» **Description of the task**: Copy out the data below, all of it, exactly.

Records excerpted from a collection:

"""

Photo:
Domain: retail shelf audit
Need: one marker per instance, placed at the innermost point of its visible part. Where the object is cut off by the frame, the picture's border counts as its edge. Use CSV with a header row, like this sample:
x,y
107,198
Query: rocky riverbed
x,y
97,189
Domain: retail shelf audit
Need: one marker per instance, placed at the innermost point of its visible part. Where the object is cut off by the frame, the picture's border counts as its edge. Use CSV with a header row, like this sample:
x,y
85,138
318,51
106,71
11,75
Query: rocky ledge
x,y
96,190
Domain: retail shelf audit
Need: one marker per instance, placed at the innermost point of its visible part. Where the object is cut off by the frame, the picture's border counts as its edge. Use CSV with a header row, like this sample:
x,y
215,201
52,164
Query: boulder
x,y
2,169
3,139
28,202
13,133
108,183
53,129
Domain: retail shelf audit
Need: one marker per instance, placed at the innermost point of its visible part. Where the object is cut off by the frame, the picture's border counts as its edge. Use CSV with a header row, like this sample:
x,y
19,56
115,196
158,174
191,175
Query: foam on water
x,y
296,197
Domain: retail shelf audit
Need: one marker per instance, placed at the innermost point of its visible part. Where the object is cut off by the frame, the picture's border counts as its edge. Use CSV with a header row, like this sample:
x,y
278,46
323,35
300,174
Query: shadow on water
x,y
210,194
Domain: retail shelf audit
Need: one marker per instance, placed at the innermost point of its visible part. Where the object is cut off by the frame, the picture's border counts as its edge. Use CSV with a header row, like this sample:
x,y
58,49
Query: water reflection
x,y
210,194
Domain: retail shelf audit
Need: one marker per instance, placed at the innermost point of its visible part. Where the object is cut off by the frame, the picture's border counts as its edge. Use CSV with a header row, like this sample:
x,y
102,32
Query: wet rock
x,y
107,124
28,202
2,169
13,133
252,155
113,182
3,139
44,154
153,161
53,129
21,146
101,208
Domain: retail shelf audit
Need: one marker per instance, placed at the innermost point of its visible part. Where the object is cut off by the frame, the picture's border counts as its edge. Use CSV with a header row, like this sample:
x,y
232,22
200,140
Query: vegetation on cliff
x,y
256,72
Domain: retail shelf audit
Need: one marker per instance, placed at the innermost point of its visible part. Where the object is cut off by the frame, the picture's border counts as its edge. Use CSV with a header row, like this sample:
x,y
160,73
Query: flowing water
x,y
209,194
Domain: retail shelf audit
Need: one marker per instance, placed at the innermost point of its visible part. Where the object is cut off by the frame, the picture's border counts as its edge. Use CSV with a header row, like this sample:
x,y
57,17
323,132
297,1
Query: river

"""

» **Reply to the exercise**:
Photo:
Domain: retail shelf audit
Need: one marker per instance, placed at the innermost point of its visible part. Where the object is cut off by the frame, the picture's border counts as its edge. Use CSV with a header row, like this sample:
x,y
107,198
Query: rocky riverbed
x,y
97,189
Domain: retail shelf audit
Need: one marker per instance, placed at the innermost point of its visible part. Where the object is cut off by the frame, the picture's border counts as its edge. Use CSV with a header row, like this sample:
x,y
85,138
318,51
106,71
11,75
Query: rocky ledge
x,y
96,190
Domain: retail shelf audit
Need: one marker per instance, placed at the innermost point of its visible part. Where the object is cut off by the frame, the picture's border counts as its edge. Use CSV with a header row, like this sample:
x,y
215,201
52,164
Query: boulder
x,y
2,169
3,139
28,202
13,133
108,183
53,129
Domain: retail shelf audit
Need: one marker per instance, placed at the innermost point of its visible part. Where the object is cut off by the frame, the picture's border counts as its edge. Use CSV with a header row, like this sample:
x,y
19,56
115,196
158,174
191,175
Query: foam on water
x,y
296,197
Domain: retail shelf audit
Need: one marker per instance, placed at the innermost point of its visible part. Where the object is cut off by the frame, the picture's border counts as its edge. Use CSV with a header row, like this sample:
x,y
278,46
323,35
300,174
Query: shadow on water
x,y
210,194
Domain: retail shelf audit
Need: one marker per instance, placed at the innermost point of its visible part. Where the object is cut off by the frame, the picture's border counts as its edge. Use CSV with a header row, like this sample:
x,y
58,49
Query: water reflection
x,y
210,194
Domain: retail shelf audit
Need: one marker per instance, placed at the innermost point of its visible part. Where the object is cut off by the frame, the picture's border counts as its edge. Use CSV with a header row, like this sample:
x,y
102,32
Query: wet rock
x,y
107,124
28,202
2,169
13,133
252,155
113,182
3,139
44,154
153,161
53,129
21,146
101,208
Domain: retail shelf audit
Need: one marker per instance, placed at the innermost point of its visible part. Where the object is cut off by the frame, the picture's border counts as its edge. Use CSV with a header row, like this sample:
x,y
232,22
200,140
Query: vegetation on cliff
x,y
256,72
Domain: retail shelf audit
Need: one marker per instance, placed at the innermost point of its visible part. Where the object is cut off by the frame, the picture's border counts as its edge. Use CSV with a header row, like this sample:
x,y
160,73
Query: flowing water
x,y
209,194
Domain: retail shelf audit
Need: one marker per instance, placed at the innermost point of its visible part. Where the object is cut off by the frame, the picture's border counts as its edge. Use CSV with a header row, like this sample:
x,y
57,17
323,132
297,1
Query: river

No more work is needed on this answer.